*Goal:* Set down every line of the entries below word for word, leaving out the pictures.
#### Records for the exercise ####
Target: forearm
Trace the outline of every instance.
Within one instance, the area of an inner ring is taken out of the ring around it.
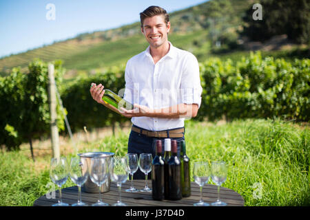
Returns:
[[[181,103],[167,108],[154,109],[146,116],[160,118],[194,118],[196,116],[197,111],[197,104]]]

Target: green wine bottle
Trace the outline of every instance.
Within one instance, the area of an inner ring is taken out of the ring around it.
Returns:
[[[181,186],[182,197],[188,197],[191,195],[191,177],[189,175],[189,158],[186,155],[185,142],[181,140],[180,162],[181,162]]]
[[[92,87],[92,84],[91,87]],[[102,100],[105,104],[109,103],[116,109],[118,109],[119,107],[120,108],[123,107],[127,110],[134,109],[134,105],[132,103],[126,101],[110,89],[105,89],[105,94],[102,97]]]

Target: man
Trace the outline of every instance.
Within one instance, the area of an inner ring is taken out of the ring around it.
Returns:
[[[128,60],[125,73],[124,99],[134,103],[134,109],[105,104],[101,84],[94,84],[90,92],[99,103],[132,118],[128,153],[150,153],[154,157],[156,140],[163,144],[165,138],[171,138],[177,140],[179,155],[180,142],[185,140],[184,120],[195,117],[201,103],[198,63],[193,54],[168,41],[171,25],[163,8],[150,6],[140,13],[140,19],[149,45]],[[138,170],[134,178],[145,175]]]

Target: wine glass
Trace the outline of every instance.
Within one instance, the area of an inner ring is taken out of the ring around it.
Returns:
####
*The reply:*
Target: forearm
Trace the outline of every instance.
Within one instance, the area of an inner ring is taken out of the ring around it.
Returns:
[[[181,103],[167,108],[154,109],[146,116],[160,118],[194,118],[196,116],[197,111],[197,104]]]

Target: green wine bottle
Trace the outline of every instance.
Within one instance, the area of an inner ring is taken out of the ring around it.
Returns:
[[[181,186],[182,197],[188,197],[191,195],[191,177],[189,175],[189,158],[186,155],[185,142],[181,140],[180,162],[181,162]]]
[[[92,87],[92,84],[91,87]],[[102,100],[105,104],[109,103],[116,109],[118,109],[119,107],[120,108],[123,107],[127,110],[134,109],[134,105],[132,103],[126,101],[110,89],[105,89],[105,94],[102,97]]]

Target: man
Trace the outline of every instance.
Within one instance, the area of an inner ring is taken out of the ring around it.
Returns:
[[[128,60],[125,73],[124,99],[134,103],[134,109],[105,104],[101,84],[94,84],[90,92],[99,103],[132,118],[128,153],[150,153],[154,157],[156,140],[163,144],[165,138],[171,138],[177,140],[179,155],[180,142],[185,140],[184,120],[195,117],[201,103],[198,63],[193,54],[168,41],[171,25],[163,8],[150,6],[140,13],[140,19],[149,45]],[[138,170],[134,178],[145,175]]]

Target: wine glass
Trace the outline of every instance.
Within one instance, the area of an inner ring is taken out of the ring around it.
Returns:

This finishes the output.